■ Work to complete: Return the forum discussion of the double slit experiment in full, reproducing every character without change.

■ Page extract:
This is a crude demonstration of the double slit experiment that I have found key to understanding the more elaborate experiment above.

https://video.search.yahoo.com/yhs/search?fr=yhs-trp-001&ei=UTF-8&hsimp=yhs-001&hspart=trp&p=you+tube+diy+quantum+erasers&type=Y167_F163_202037_052821#id=1&vid=0e2094e2c615986a3d91004bbf995aba&action=click

In later posts I hope to explain how this last double slit experiment works and how it exposes errors in the convention thinking about the double slit experiment that make it so impossible to understand.

[Eise]

On 10/7/2021 at 10:47 AM, bangstrom said:

I have been searching for the answer to the question of whether either observation or consciousness can influence the outcome of the double slit experiment for several years now and I feel I have made a lot of progress in understanding the problem but I have possibly reached the limits of my expertise to come to any definite conclusion except to say that this is an extremely thorny issue with no easy answers.

It has an easy answer: consciousness has no influence for a given setting of the experiment. Consciousness might decide what kind of experiment you are doing (e.g. a 'which way' experiment, or a 'phase' experiment), but once chosen the experimental setup, consciousness has no influence whatsoever. The only 'real problem' I see is the problem of QM at large: the measurement problem. (± collapse of the wave function).

23 hours ago, Brian King of Trolls said:

Isn't the quantum realm a strange place to look for answers about free will? The mind is a better place. Quanta is so small, it is so distant from significant human experience.

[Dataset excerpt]
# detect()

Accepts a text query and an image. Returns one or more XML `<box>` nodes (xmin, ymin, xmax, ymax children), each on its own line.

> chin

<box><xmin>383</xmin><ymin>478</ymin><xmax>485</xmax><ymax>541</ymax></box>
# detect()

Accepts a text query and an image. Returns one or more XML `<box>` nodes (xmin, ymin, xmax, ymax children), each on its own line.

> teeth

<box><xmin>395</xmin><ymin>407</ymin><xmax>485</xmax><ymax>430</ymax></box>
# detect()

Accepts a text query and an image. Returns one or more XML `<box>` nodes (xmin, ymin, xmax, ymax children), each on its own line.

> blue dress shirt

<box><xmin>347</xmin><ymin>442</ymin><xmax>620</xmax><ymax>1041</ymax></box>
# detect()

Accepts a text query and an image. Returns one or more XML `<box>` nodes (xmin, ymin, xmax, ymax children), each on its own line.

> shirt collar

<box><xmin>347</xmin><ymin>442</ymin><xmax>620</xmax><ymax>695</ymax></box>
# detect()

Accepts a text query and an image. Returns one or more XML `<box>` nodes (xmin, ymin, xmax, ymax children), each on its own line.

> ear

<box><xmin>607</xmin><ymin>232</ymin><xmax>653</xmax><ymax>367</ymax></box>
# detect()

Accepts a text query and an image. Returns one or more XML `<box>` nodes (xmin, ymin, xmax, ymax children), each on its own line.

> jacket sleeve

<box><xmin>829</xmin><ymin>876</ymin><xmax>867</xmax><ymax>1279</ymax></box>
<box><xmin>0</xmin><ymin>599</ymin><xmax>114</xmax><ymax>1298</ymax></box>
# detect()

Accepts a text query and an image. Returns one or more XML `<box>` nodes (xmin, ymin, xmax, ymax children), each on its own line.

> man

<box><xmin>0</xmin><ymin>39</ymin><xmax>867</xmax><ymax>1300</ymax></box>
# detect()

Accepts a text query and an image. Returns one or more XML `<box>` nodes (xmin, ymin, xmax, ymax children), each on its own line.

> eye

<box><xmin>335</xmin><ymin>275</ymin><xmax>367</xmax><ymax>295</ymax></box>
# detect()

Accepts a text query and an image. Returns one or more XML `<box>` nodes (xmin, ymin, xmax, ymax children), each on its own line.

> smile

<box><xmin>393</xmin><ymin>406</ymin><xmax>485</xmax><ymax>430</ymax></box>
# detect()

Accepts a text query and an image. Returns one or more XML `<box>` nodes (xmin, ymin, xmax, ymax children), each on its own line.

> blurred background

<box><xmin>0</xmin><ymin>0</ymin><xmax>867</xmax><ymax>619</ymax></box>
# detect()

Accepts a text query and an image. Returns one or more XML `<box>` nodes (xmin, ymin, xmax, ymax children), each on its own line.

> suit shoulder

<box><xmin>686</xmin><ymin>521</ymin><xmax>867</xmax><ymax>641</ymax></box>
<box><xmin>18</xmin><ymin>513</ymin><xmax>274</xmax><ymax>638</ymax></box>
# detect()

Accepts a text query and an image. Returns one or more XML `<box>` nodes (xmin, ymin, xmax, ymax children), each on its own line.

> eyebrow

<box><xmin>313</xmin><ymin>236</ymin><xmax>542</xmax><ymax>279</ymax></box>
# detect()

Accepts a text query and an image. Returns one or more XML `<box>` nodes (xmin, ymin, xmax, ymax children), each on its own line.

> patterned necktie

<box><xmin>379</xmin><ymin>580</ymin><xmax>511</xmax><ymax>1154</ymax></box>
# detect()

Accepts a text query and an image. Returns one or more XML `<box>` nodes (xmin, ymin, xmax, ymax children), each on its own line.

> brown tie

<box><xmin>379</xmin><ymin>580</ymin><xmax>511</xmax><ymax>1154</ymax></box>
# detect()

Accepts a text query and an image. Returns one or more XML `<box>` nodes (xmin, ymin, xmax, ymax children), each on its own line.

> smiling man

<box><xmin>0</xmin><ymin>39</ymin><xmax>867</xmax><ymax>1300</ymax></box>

■ Output below:
This is a crude demonstration of the double slit experiment that I have found key to understanding the more elaborate experiment above.

https://video.search.yahoo.com/yhs/search?fr=yhs-trp-001&ei=UTF-8&hsimp=yhs-001&hspart=trp&p=you+tube+diy+quantum+erasers&type=Y167_F163_202037_052821#id=1&vid=0e2094e2c615986a3d91004bbf995aba&action=click

In later posts I hope to explain how this last double slit experiment works and how it exposes errors in the convention thinking about the double slit experiment that make it so impossible to understand.

[Eise]

On 10/7/2021 at 10:47 AM, bangstrom said:

I have been searching for the answer to the question of whether either observation or consciousness can influence the outcome of the double slit experiment for several years now and I feel I have made a lot of progress in understanding the problem but I have possibly reached the limits of my expertise to come to any definite conclusion except to say that this is an extremely thorny issue with no easy answers.

It has an easy answer: consciousness has no influence for a given setting of the experiment. Consciousness might decide what kind of experiment you are doing (e.g. a 'which way' experiment, or a 'phase' experiment), but once chosen the experimental setup, consciousness has no influence whatsoever. The only 'real problem' I see is the problem of QM at large: the measurement problem. (± collapse of the wave function).

23 hours ago, Brian King of Trolls said:

Isn't the quantum realm a strange place to look for answers about free will? The mind is a better place. Quanta is so small, it is so distant from significant human experience.